→ **The exercise**: Can you format the lines of the entries below, from the line containing "tire, one line per instance." up to and including the line containing "(1188, 703)", as a JSON list of strings with one string per line and blank lines left out?

= = = = =

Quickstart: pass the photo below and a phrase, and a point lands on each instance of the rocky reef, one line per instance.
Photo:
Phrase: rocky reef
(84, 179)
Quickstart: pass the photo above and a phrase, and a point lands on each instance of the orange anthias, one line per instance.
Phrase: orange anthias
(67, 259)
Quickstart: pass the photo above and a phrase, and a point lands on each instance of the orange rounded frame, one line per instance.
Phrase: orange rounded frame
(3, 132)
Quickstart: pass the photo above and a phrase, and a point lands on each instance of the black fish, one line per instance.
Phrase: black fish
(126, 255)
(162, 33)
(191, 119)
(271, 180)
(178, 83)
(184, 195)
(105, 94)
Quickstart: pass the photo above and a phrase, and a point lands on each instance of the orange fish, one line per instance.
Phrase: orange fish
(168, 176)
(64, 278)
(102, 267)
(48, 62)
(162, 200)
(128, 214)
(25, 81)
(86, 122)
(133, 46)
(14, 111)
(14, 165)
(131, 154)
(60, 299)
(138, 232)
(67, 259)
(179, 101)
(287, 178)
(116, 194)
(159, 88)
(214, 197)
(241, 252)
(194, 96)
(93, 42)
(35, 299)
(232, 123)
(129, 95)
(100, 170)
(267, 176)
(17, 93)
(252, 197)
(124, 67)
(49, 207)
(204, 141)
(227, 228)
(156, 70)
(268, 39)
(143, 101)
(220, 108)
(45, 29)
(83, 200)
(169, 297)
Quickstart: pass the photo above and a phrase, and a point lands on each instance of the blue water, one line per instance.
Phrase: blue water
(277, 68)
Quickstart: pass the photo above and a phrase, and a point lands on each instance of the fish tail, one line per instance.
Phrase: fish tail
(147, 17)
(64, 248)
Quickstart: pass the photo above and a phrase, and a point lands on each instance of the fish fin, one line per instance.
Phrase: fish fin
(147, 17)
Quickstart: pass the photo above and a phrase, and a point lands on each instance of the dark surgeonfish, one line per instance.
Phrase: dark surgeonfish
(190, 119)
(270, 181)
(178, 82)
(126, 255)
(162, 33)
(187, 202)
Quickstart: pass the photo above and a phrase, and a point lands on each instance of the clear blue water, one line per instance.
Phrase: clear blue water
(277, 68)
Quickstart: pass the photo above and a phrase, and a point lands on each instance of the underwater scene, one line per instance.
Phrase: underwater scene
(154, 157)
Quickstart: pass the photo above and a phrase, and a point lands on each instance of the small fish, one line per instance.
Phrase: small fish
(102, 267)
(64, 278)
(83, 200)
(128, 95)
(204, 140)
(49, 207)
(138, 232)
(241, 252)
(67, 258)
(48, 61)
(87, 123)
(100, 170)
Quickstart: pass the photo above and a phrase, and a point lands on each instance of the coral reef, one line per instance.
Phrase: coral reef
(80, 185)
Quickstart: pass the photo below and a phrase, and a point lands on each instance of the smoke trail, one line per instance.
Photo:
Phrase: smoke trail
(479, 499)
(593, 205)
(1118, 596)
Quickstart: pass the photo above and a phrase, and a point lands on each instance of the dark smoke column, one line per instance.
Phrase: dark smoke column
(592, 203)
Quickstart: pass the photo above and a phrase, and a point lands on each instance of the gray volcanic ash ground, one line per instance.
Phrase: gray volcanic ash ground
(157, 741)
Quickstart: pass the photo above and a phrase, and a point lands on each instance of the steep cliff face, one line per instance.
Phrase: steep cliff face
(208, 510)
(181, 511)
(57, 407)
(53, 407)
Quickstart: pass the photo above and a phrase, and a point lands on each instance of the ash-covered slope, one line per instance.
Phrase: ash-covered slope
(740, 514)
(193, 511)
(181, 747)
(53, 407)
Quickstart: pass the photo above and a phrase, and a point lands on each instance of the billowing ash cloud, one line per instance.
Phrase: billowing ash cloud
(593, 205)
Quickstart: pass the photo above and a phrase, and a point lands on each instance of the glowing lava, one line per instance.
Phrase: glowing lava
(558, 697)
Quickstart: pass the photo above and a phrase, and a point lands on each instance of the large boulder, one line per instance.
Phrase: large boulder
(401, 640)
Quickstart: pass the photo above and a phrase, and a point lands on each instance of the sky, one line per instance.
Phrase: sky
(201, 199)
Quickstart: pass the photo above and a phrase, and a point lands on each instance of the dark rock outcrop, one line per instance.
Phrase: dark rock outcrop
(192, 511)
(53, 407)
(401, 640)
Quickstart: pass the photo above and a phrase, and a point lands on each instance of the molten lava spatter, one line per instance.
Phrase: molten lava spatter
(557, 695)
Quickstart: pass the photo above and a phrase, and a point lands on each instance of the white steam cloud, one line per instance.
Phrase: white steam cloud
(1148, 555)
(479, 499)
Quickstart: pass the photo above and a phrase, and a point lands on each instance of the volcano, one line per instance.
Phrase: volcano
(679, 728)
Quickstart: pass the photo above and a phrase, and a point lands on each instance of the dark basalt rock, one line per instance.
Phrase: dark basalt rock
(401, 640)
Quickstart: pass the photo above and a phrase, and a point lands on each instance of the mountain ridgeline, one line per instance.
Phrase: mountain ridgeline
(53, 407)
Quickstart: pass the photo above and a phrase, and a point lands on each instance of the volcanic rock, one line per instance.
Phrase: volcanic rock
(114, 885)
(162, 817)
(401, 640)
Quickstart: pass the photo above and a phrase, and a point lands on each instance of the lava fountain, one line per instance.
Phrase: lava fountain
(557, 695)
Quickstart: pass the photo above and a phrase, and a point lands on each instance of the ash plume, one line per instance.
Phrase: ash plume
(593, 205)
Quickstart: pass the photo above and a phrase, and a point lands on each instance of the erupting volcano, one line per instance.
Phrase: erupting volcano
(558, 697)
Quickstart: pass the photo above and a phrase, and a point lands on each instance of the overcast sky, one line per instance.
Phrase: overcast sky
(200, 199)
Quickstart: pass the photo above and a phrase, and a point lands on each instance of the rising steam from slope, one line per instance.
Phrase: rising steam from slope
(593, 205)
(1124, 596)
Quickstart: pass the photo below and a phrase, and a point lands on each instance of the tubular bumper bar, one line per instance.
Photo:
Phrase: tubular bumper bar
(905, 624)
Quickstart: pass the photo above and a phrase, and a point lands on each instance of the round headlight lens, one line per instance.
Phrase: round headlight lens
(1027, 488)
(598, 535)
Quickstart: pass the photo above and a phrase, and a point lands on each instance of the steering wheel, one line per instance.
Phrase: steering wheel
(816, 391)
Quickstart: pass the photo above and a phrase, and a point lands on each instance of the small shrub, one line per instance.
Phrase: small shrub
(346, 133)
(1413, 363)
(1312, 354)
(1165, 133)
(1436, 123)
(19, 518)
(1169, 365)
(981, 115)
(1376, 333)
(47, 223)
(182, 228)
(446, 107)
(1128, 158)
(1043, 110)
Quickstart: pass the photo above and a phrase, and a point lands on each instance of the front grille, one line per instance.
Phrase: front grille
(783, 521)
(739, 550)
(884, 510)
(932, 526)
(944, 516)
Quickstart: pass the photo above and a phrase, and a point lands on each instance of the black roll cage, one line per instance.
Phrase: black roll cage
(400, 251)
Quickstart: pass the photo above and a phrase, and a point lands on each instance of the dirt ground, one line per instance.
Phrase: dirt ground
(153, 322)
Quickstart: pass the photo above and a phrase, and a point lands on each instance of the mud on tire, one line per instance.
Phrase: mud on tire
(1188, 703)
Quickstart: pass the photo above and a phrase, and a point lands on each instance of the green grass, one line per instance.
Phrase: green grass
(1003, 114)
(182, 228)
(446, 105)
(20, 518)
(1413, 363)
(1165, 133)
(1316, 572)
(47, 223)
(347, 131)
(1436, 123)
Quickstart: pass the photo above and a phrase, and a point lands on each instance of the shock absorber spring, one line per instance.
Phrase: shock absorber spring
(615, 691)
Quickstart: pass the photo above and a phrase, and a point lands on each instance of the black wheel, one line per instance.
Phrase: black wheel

= = = = =

→ **Worked solution**:
[
  "Quickstart: pass the photo above and a phrase, and a point lands on each instance of the mud on tire, one line per instance.",
  "Phrase: mud on tire",
  "(1188, 703)"
]